» Goal
Arrange the entries below as a numbered list, one line per item, with any blank lines left out.

» Data provided
::::::::

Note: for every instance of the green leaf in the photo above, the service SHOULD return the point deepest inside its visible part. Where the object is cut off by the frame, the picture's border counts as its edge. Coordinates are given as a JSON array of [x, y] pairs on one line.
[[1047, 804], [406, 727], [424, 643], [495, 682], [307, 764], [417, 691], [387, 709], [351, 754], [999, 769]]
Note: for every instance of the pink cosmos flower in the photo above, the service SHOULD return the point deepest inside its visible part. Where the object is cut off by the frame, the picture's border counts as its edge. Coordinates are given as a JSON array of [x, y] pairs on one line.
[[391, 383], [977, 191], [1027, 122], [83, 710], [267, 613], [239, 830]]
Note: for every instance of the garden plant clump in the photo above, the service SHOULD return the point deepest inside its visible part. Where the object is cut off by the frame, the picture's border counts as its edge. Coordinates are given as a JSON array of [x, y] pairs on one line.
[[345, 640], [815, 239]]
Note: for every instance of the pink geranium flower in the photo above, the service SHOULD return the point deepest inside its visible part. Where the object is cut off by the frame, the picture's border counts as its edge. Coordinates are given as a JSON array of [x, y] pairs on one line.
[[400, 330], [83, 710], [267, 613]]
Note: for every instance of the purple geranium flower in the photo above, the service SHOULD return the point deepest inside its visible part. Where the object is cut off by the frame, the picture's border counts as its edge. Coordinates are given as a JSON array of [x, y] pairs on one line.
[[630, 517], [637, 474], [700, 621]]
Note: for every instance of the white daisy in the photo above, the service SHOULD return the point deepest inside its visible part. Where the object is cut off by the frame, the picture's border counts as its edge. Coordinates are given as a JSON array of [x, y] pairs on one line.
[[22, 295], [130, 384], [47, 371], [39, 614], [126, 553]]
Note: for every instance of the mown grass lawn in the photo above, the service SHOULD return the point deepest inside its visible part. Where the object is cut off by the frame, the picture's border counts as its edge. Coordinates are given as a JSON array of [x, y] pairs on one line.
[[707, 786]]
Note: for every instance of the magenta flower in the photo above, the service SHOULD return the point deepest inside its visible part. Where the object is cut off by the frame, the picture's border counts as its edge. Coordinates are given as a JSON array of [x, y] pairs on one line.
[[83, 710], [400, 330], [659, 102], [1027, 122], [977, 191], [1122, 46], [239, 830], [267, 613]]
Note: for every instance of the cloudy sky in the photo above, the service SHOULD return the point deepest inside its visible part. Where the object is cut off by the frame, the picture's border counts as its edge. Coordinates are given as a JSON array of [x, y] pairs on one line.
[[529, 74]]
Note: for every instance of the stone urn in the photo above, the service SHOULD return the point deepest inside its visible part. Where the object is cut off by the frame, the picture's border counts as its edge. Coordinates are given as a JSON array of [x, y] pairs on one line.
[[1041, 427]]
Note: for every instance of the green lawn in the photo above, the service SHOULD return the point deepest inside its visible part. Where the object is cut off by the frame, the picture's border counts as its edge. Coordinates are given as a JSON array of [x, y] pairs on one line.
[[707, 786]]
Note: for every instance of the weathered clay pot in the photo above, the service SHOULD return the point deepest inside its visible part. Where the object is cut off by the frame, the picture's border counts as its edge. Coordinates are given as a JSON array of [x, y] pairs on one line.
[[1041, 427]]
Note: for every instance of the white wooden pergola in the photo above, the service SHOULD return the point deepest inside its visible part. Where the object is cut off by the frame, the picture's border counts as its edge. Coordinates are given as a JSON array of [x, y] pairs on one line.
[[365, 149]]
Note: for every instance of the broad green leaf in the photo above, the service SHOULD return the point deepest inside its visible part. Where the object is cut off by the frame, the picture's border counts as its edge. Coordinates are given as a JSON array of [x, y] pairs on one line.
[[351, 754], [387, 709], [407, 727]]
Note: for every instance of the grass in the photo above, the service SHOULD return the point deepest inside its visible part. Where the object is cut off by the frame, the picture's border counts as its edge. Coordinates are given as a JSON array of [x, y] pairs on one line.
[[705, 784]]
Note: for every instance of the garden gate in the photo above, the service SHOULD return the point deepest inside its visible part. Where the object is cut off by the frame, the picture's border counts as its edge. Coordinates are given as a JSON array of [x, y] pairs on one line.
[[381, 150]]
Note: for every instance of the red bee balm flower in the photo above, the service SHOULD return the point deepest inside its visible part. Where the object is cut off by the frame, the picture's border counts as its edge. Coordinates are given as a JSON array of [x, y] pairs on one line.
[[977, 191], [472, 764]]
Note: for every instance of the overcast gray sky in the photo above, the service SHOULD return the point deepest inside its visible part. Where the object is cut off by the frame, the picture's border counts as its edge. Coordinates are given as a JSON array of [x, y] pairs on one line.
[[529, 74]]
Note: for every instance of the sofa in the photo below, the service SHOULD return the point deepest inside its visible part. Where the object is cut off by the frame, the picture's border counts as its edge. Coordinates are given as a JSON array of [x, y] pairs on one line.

::::::::

» The output
1. Note: for every instance of the green leaf in the photo above, the service SHOULD return the point deepest inside its visible part. Where the object is cut off by the frame, the picture's border counts as its edge. Coordinates are given as a JSON array of [x, y] pairs on one line.
2. [[1047, 804], [406, 727], [424, 643], [495, 682], [307, 764], [417, 691], [387, 709], [351, 754], [999, 769]]
3. Note: for every instance of the pink cosmos flower in the photo above, the service SHOULD return the point deepest inside its visible part. Where the object is cut off by the frame, the picture's border counts as its edge. Coordinates are given as a JSON array of [x, y] pairs on one line.
4. [[391, 383], [977, 191], [1027, 122], [83, 710], [267, 613], [239, 830]]
5. Note: for every instance of the garden plant clump in the photo above, the service SHOULD return the point deepest inside its visible part. Where the object is cut off by the frame, the picture's border counts as its edge. Coordinates are given as a JSON array of [x, y] pairs on one line.
6. [[345, 640], [815, 239]]
7. Note: for every instance of the pink geranium flower in the photo above, the service SHOULD return the point deepest inside its visible part. Where the object is cut off by the frame, the picture's border counts as its edge. Coordinates are given as a JSON array of [x, y] pairs on one line.
8. [[400, 330], [83, 710], [267, 613]]
9. Note: for every instance of the purple geranium flower in the photo above, the service SHOULD return the point deepest inside its visible part. Where the object is cut off by the frame, the picture's border counts as its edge. Coordinates are given as a JSON array of [x, y] pairs on one line.
10. [[630, 517], [637, 474], [700, 621]]
11. Note: for every instance of the white daisy in the photo above, the service SHOULD return the point deepest inside its visible part. Where the object is cut off by the frame, the picture's border counts as its edge. Coordinates are given as a JSON array of [x, y] pairs on one line.
12. [[22, 295], [130, 384], [47, 371], [39, 614], [126, 553]]
13. Note: for every instance of the mown grass lawn in the photo above, the service SHOULD return the point deepest inside its visible part. Where the object is cut off by the frame, the picture's border counts as its edge. Coordinates are given as a JSON array of [x, y] pairs on one line.
14. [[707, 786]]
15. Note: for every instance of the magenta flower in the photo above, the service SHOULD return the point deepest inside its visible part. Where the object is cut off by the frame, the picture's border counts as its edge. Coordinates are given as a JSON array of [x, y] pairs on one line.
16. [[83, 710], [400, 330], [659, 102], [1027, 122], [977, 191], [1122, 46], [239, 830], [267, 613]]
17. Note: for every instance of the cloudy sky in the photo above, the service SHOULD return the point deepest inside its visible part. Where the object is cut off by the frame, the picture's border counts as its edge. Coordinates are given as a JSON array of [x, y] pairs on one line.
18. [[529, 74]]
19. Note: for every instance of the stone urn in the photo above, the service SHOULD return the point deepest inside its visible part. Where the object is cut off by the frame, the picture's border counts as its edge. Coordinates are given as a JSON array of [x, y] pairs on one line.
20. [[1041, 427]]
21. Note: for every instance of the green lawn in the photo above, the service SHOULD return the point deepest inside its visible part. Where the object is cut off by the frame, the picture's border counts as its edge. Coordinates are given as a JSON array of [x, y] pairs on one line.
22. [[707, 786]]
23. Note: for every instance of the weathered clay pot in the photo above, the service SHOULD return the point deepest inside its visible part. Where the object is cut off by the frame, the picture's border counts as its edge. Coordinates are given as a JSON array of [x, y] pairs on one line.
24. [[1041, 427]]
25. Note: for every instance of the white wooden pergola in the photo above, the service SHOULD return the point deepest inside its visible part. Where the object is cut off by the frame, the picture's border counts as its edge. Coordinates are given as a JSON array of [x, y] pairs on one line.
26. [[365, 149]]
27. Note: for every instance of the broad green leaf in the photo above, the service SHOULD return the point deepest inside its visible part. Where the object is cut off by the frame, the picture's border counts as its edge. Coordinates are given as a JSON array of [x, y] pairs on one line.
28. [[351, 754], [387, 709], [407, 727]]
29. Note: for every instance of the grass in the photo above, the service SHOULD return the point deepest inside its visible part. Where the object is cut off by the frame, the picture's border counts as its edge. Coordinates are given as a JSON array of [x, y] pairs on one line.
30. [[705, 784]]
31. Note: for every instance of the garden gate in the photo above, the service SHOULD return the point deepest inside its visible part. Where the object is cut off by the frame, the picture's border counts as its edge. Coordinates are given as a JSON array of [x, y] pairs on one line.
32. [[381, 150]]
33. Note: for every instance of the red bee balm flower in the photo above, the service SHOULD return the point deepest inside its visible part. Where the object is cut off by the frame, the picture's border counts as its edge. Coordinates are given as a JSON array of [x, y] pairs on one line.
34. [[977, 191], [472, 764]]
35. Note: for every instance of the overcast gray sky in the photo above, the service SHOULD return the point deepest inside its visible part. Where the object is cut off by the frame, the picture's border counts as its edge. Coordinates are given as a JSON array of [x, y] pairs on one line.
36. [[529, 74]]
37. Note: for every instance of the sofa in the photo below, the service SHOULD return the point deepest inside its visible part. Where the object is cut off by the frame, the picture's border counts as its edge. Coordinates are given as a JSON array of [x, y] pairs on one line.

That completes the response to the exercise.